+++ The input

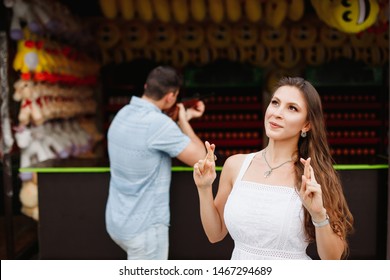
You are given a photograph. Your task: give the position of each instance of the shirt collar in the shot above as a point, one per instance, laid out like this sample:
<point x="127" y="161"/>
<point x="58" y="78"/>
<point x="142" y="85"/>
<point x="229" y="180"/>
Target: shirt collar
<point x="137" y="101"/>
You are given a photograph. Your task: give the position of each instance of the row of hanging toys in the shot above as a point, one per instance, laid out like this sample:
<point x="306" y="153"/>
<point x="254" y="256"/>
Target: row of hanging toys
<point x="45" y="60"/>
<point x="56" y="94"/>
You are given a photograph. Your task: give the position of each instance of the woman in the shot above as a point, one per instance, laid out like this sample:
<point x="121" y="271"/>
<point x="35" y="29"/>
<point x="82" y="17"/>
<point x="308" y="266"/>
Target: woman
<point x="276" y="201"/>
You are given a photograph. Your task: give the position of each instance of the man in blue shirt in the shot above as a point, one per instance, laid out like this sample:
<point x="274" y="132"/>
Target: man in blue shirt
<point x="141" y="142"/>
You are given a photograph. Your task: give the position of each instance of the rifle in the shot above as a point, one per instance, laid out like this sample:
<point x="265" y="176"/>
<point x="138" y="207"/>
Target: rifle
<point x="188" y="102"/>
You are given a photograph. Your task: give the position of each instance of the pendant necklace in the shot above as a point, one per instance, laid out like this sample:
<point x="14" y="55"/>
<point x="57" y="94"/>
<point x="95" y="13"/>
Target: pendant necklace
<point x="268" y="173"/>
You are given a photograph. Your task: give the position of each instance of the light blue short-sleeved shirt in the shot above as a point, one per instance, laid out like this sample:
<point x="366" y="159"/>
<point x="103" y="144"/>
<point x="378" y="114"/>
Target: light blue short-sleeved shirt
<point x="141" y="142"/>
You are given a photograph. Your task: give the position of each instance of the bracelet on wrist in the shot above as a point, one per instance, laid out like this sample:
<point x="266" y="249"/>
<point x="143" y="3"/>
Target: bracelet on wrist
<point x="322" y="223"/>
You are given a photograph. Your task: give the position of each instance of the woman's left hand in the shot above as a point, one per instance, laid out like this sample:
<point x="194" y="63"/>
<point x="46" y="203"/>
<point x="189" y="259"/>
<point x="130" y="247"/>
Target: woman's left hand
<point x="311" y="194"/>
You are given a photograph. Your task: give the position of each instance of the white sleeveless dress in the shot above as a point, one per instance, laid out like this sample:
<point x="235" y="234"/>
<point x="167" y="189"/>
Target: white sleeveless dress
<point x="265" y="221"/>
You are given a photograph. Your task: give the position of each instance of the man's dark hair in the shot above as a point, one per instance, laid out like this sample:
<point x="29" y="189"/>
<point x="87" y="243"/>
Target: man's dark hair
<point x="160" y="81"/>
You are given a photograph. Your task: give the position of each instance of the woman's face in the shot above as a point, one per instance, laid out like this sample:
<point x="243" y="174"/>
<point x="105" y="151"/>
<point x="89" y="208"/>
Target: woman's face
<point x="286" y="115"/>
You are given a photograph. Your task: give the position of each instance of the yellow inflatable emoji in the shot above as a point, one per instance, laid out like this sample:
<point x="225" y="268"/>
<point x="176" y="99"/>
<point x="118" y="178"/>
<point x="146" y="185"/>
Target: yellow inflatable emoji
<point x="349" y="16"/>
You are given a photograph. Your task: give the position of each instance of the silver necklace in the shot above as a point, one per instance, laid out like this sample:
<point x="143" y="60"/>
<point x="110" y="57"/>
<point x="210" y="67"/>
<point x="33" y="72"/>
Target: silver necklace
<point x="268" y="172"/>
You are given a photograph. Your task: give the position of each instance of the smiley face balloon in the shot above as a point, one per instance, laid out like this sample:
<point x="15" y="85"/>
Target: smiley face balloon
<point x="350" y="16"/>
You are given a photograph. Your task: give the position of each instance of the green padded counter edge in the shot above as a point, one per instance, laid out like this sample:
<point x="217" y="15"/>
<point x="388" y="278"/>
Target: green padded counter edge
<point x="176" y="168"/>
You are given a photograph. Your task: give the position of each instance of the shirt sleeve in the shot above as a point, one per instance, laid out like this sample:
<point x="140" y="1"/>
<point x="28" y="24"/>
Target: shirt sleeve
<point x="166" y="136"/>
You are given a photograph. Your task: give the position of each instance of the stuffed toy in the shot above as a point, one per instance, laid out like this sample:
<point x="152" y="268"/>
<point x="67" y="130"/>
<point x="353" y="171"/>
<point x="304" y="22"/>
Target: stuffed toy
<point x="30" y="110"/>
<point x="198" y="10"/>
<point x="32" y="150"/>
<point x="28" y="196"/>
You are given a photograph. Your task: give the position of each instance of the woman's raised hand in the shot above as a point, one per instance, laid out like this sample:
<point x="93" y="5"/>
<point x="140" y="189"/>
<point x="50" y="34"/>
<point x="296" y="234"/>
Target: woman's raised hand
<point x="311" y="194"/>
<point x="204" y="169"/>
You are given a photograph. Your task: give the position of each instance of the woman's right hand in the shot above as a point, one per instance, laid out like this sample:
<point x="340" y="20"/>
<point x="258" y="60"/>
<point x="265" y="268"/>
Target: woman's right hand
<point x="204" y="169"/>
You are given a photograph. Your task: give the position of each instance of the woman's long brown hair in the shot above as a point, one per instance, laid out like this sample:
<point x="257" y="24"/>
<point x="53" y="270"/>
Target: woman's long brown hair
<point x="315" y="145"/>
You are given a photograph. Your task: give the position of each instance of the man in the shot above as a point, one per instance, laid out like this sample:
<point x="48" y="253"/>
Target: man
<point x="141" y="142"/>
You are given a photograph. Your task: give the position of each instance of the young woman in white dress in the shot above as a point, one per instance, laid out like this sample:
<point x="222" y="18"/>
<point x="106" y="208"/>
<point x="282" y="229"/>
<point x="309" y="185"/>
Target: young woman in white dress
<point x="276" y="201"/>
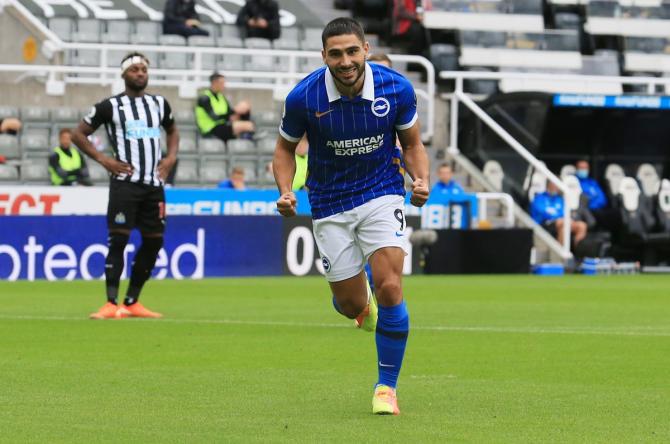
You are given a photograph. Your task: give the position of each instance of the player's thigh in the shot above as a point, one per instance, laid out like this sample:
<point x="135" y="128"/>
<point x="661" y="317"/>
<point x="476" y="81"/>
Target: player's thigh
<point x="341" y="255"/>
<point x="382" y="225"/>
<point x="122" y="208"/>
<point x="151" y="216"/>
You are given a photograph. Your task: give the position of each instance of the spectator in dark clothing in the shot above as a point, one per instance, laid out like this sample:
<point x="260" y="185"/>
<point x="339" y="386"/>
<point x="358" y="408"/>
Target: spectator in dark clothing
<point x="236" y="181"/>
<point x="259" y="18"/>
<point x="10" y="125"/>
<point x="408" y="28"/>
<point x="217" y="117"/>
<point x="590" y="187"/>
<point x="547" y="210"/>
<point x="179" y="17"/>
<point x="66" y="165"/>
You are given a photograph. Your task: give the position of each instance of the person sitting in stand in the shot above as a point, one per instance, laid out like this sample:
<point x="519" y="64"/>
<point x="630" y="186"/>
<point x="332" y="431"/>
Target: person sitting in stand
<point x="236" y="180"/>
<point x="590" y="187"/>
<point x="547" y="210"/>
<point x="216" y="117"/>
<point x="179" y="17"/>
<point x="66" y="165"/>
<point x="259" y="18"/>
<point x="446" y="184"/>
<point x="10" y="125"/>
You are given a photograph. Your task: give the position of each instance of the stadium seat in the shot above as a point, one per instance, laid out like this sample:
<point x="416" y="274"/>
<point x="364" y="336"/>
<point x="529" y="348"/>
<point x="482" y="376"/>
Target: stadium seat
<point x="231" y="62"/>
<point x="115" y="56"/>
<point x="9" y="147"/>
<point x="185" y="118"/>
<point x="187" y="171"/>
<point x="85" y="57"/>
<point x="494" y="174"/>
<point x="65" y="114"/>
<point x="312" y="40"/>
<point x="289" y="39"/>
<point x="662" y="206"/>
<point x="267" y="145"/>
<point x="567" y="170"/>
<point x="207" y="61"/>
<point x="525" y="7"/>
<point x="187" y="142"/>
<point x="8" y="111"/>
<point x="212" y="146"/>
<point x="248" y="165"/>
<point x="535" y="182"/>
<point x="62" y="27"/>
<point x="230" y="37"/>
<point x="98" y="173"/>
<point x="146" y="33"/>
<point x="36" y="139"/>
<point x="87" y="31"/>
<point x="444" y="57"/>
<point x="572" y="197"/>
<point x="567" y="20"/>
<point x="213" y="170"/>
<point x="8" y="173"/>
<point x="613" y="176"/>
<point x="241" y="146"/>
<point x="649" y="180"/>
<point x="35" y="170"/>
<point x="116" y="31"/>
<point x="35" y="116"/>
<point x="257" y="43"/>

++++++

**Your instructions**
Please pull out every line of the data above that contains the word "emoji", paying attention to case.

**Correct output**
You are given a photograph. Your task: give the position of each instance of the yellow inflatable emoji in the shot above as a point, one per instance, laid out like this sample:
Target: yellow inflatable emoji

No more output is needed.